§ **Text passage**
---
2. The tower as set forth in claim 1, wherein said means for erecting and retracting the tower comprises an hydraulic cylinder pivotally connected to the base and having a piston rod coupled with the mast at a point which is below the upper plate and above the lower plate when the mast is erected, and further comprises an hydraulic pressure and control valve circuit for extending or retracting the cylinder and means for locking the cylinder in any desired intermediate position.
3. The tower as set forth in claim 1, further including means for indicating the position of the base with respect to level while the heights of said ground contacting pads are being adjusted.
4. The tower as set forth in claim 1, including a pallet fixed to said rigid base portion at a location spaced from said tripod portion and at a level above the level of the ground contacting pads, stabilizing strut means connected between the pallet and its outer end of the tripod leg, and the pallet being elongated to underlie the mast and antenna system when the mast is retracted and serve as a platform from which servicing of the antenna system is accomplished.
5. The tower as set forth in claim 4, wherein the tower is made mobile for transport thereof by attaching thereto removable wheeled modules, said pallet having fittings shaped to interface with and connect to said wheeled modules, and the said tripod legs being separable from the remainder of the base and storable on the pallet during said transport.
6. The tower as set forth in claim 1, wherein each leg of the tripod portion comprises a three strut truss extending inwardly from a ground contacting pad and being fixed to said rigid base portion and including two diverging upper struts and a lower strut, the struts of the legs being fixed to the rigid base portion in such a way that the axes of adjacent upper struts of different legs mutually intersect in pairs on an imaginary circle drawn horizontally about the center of the mast when erected, and the axes of the lower struts intersect the center of the mast below said imaginary circle.
7. A mobile tower for supporting a radar antenna system including an associated azimuth and elevation drive pedestal, and for selectively moving the antenna system between an erected operational position and a substantially horizontal retracted position, comprising:
(a) a base including a central rigid portion and a tripod portion including legs extending from the rigid portion and having adjustable height ground contacting pads;
(b) a mast connected near its lower end by a horizontal hinge to the rigid portion of the base and pivotable thereabout between said erected and retracted positions, the mast having an upper end supporting said antenna system;
(c) means connected between the base and the mast for erecting and retracting the mast; and
(d) azimuth and elevation resolvers on the drive pedestal, a biaxial tilt monitor carried by the mast for indicating tilt of the mast in two orthogonal directions, a twist monitor for determining twist of the mast with respect to the ground, and computer means connected to receive signals from said resolvers and monitors, the computer including display means for displaying azimuth and elevation angles of the antenna corrected for tilt and twist.
---
§ **Given data**
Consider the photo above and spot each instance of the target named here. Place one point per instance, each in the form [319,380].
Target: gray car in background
---
§ **Instructions**
a) In the tower patent claims, what does the biaxial tilt monitor carried by the mast indicate?
b) Translate this sentence from the tower patent claims into Spanish: "The tower as set forth in claim 1, further including means for indicating the position of the base with respect to level while the heights of said ground contacting pads are being adjusted."

§ **Answers to the exercises**
a) It indicates tilt of the mast in two orthogonal directions.

b) La torre según se expone en la reivindicación 1, que incluye además medios para indicar la posición de la base con respecto a la horizontal mientras se ajustan las alturas de dichas almohadillas de contacto con el suelo.